→ Written task: Output an exact reproduction of the data.

|---|

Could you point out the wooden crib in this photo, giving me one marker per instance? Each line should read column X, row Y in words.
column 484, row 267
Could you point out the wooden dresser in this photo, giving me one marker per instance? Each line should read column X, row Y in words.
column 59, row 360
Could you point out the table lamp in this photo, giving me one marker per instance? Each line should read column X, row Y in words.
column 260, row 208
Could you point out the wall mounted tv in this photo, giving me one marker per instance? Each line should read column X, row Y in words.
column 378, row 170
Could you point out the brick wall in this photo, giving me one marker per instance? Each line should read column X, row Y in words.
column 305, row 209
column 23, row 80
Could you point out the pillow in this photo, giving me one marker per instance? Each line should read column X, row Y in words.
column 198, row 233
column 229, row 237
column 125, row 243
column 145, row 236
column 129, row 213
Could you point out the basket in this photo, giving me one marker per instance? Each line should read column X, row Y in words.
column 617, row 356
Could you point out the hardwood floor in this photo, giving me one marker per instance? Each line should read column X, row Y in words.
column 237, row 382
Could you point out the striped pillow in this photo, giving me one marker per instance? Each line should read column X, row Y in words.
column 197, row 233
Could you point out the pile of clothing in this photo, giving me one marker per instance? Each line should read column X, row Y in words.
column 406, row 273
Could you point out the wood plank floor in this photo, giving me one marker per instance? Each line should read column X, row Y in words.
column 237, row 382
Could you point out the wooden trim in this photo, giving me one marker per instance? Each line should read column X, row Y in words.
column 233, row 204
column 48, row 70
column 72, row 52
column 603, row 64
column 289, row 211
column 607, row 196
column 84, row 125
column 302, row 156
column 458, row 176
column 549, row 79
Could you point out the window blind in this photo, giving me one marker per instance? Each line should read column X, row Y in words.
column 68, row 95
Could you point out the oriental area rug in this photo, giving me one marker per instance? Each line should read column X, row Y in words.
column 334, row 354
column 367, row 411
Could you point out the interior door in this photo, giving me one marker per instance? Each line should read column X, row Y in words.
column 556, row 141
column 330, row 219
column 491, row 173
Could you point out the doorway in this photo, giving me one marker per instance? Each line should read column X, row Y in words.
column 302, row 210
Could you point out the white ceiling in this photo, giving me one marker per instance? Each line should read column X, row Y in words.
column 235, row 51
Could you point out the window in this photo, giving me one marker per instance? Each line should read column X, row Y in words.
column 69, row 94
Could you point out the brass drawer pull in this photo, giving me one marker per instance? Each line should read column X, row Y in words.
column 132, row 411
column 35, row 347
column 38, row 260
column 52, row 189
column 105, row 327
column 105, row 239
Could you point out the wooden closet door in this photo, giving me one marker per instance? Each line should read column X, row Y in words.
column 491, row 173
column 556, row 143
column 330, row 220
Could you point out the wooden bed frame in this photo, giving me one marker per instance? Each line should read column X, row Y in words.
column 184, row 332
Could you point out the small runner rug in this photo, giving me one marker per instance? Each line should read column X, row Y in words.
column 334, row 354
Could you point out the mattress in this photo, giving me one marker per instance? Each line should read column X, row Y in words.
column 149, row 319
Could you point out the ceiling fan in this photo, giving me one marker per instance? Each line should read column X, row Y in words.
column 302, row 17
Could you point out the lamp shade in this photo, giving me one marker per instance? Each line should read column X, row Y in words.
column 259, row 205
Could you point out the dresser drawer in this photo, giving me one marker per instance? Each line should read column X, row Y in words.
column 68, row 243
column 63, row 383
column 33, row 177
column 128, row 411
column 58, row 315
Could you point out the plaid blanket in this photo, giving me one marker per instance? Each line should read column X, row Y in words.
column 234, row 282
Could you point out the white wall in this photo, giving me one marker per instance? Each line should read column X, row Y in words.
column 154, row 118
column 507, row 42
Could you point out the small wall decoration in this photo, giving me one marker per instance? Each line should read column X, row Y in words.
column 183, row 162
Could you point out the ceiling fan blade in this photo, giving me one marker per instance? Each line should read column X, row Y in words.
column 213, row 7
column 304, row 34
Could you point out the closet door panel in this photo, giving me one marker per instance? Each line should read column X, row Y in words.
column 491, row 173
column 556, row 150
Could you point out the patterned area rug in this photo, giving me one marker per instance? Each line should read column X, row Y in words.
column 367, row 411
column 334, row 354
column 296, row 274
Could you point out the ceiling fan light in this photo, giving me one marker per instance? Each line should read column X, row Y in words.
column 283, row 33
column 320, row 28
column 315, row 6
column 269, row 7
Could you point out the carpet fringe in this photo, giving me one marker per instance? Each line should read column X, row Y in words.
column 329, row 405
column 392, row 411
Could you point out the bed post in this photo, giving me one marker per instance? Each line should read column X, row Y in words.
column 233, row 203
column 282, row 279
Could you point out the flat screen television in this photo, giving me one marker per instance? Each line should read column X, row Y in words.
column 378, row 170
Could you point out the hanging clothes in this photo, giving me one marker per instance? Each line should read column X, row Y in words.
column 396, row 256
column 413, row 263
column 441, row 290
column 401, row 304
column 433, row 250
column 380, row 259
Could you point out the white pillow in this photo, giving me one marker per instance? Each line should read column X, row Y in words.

|---|

→ Complete output:
Could you point out the wooden crib in this photo, giving me one marker per instance? Each line should read column X, row Y in words.
column 484, row 267
Could you point out the wooden dresser in this photo, giving me one marker per instance? Each line should read column X, row Y in words.
column 59, row 360
Could you point out the table lamp in this photo, giving me one marker per instance? Each line should read column X, row Y in words.
column 260, row 208
Could you point out the wall mounted tv in this photo, giving me one marker per instance? Each line should read column X, row Y in words.
column 378, row 170
Could you point out the brick wall in this photo, giving me one marker per instance? Each line should read column X, row Y in words.
column 305, row 209
column 23, row 80
Could you point out the pillow in this photo, giving me one marker per instance? Each line should read column X, row Y in words.
column 198, row 233
column 229, row 237
column 125, row 243
column 145, row 236
column 129, row 213
Could you point out the basket in this photo, giving me one marker per instance? Each line should read column X, row Y in words.
column 617, row 356
Could you point out the hardwood floor in this photo, giving me one marker per instance? Each line should read column X, row Y in words.
column 237, row 382
Could you point out the striped pillow in this photo, giving me one marker per instance? Each line should read column X, row Y in words.
column 197, row 233
Could you point out the pile of clothing in this photo, giving me one marker per instance? Each line should read column X, row Y in words.
column 406, row 273
Could you point out the wood plank floor in this photo, giving me one marker per instance? Each line should read column X, row Y in words.
column 237, row 382
Could you point out the wooden trim in this photo, giving me one marker per instance? Each line should read column X, row Y in words.
column 233, row 204
column 48, row 70
column 72, row 52
column 603, row 64
column 289, row 211
column 607, row 196
column 84, row 125
column 302, row 156
column 458, row 176
column 549, row 79
Could you point out the window blind in this photo, giving me one marker per instance? Each line should read column X, row Y in words.
column 68, row 95
Could you point out the oriental area rug in this photo, giving me one marker per instance? Each line should read column X, row Y in words.
column 334, row 354
column 367, row 411
Could you point out the interior door in this photo, giving me one marker per instance? Each line should read column X, row Y in words.
column 556, row 141
column 330, row 219
column 491, row 173
Could you point out the doorway in this photo, giving me one marker per instance? Each line should read column X, row Y in words.
column 302, row 210
Could you point out the white ceiling in this photo, giving me one marker per instance? Each line should read column X, row Y in words.
column 235, row 51
Could you point out the window in this photo, giving me one marker per instance? Each line should read column X, row Y in words.
column 69, row 94
Could you point out the brass drawer pull in this photo, giving me one marker per instance? Each line should read column X, row Y in words.
column 132, row 411
column 35, row 347
column 38, row 260
column 52, row 189
column 105, row 327
column 105, row 239
Could you point out the wooden closet door in this photo, giving me one marker per instance? Each line should read column X, row Y in words.
column 491, row 173
column 556, row 143
column 330, row 220
Could you point out the wooden bed frame in this photo, giving me one marker per instance? Each line should read column X, row Y in words.
column 184, row 332
Could you point out the small runner rug in this photo, giving me one marker per instance? Each line should read column X, row Y in words.
column 334, row 354
Could you point out the mattress in this photo, giving me one marker per instance? Each line should read column X, row Y in words.
column 149, row 319
Could you point out the ceiling fan in this photo, giving me one marker per instance? Each line should read column X, row Y in words.
column 302, row 17
Could you point out the lamp shade in this photo, giving me one marker per instance? Each line should read column X, row Y in words.
column 259, row 205
Could you point out the dresser drawer in this photo, giving me one marker per instance? Each line should read column X, row Y in words.
column 68, row 243
column 63, row 383
column 33, row 177
column 128, row 411
column 58, row 315
Could you point out the plaid blanket in this photo, giving me one marker per instance? Each line should read column X, row Y in words.
column 234, row 282
Could you point out the white wall in this photo, giving me one marker per instance? Each line should read column X, row Y in words.
column 154, row 118
column 507, row 42
Could you point out the small wall decoration in this photo, giving me one marker per instance? Each line should read column X, row Y in words.
column 183, row 162
Could you point out the ceiling fan blade in this photo, giving me one marker per instance? Each line should read column X, row Y in words.
column 213, row 7
column 304, row 34
Could you point out the closet door panel in this photo, giving me one marker per instance? Each line should read column X, row Y in words.
column 491, row 173
column 556, row 150
Could you point out the patterned area rug in this photo, giving me one marker per instance? Each line should read column X, row Y in words.
column 367, row 411
column 334, row 354
column 296, row 274
Could you point out the ceiling fan light in this photo, giving me one marker per instance? Each line should read column X, row Y in words.
column 283, row 33
column 320, row 28
column 315, row 6
column 269, row 7
Could you point out the carpet fringe in this photo, giving me one marker per instance? Each line should read column X, row Y in words.
column 329, row 405
column 392, row 411
Could you point out the bed post in this photo, giving me one marker per instance? Each line should read column X, row Y in words.
column 233, row 203
column 282, row 279
Could you point out the flat screen television in this photo, giving me one marker per instance? Each line should read column X, row Y in words.
column 378, row 170
Could you point out the hanging clothes in this photo, giving me one marker per instance? Each line should read column X, row Y in words.
column 396, row 256
column 413, row 263
column 441, row 290
column 401, row 304
column 433, row 250
column 380, row 259
Could you point out the white pillow in this photo, giving me one marker per instance? Each line should read column X, row Y in words.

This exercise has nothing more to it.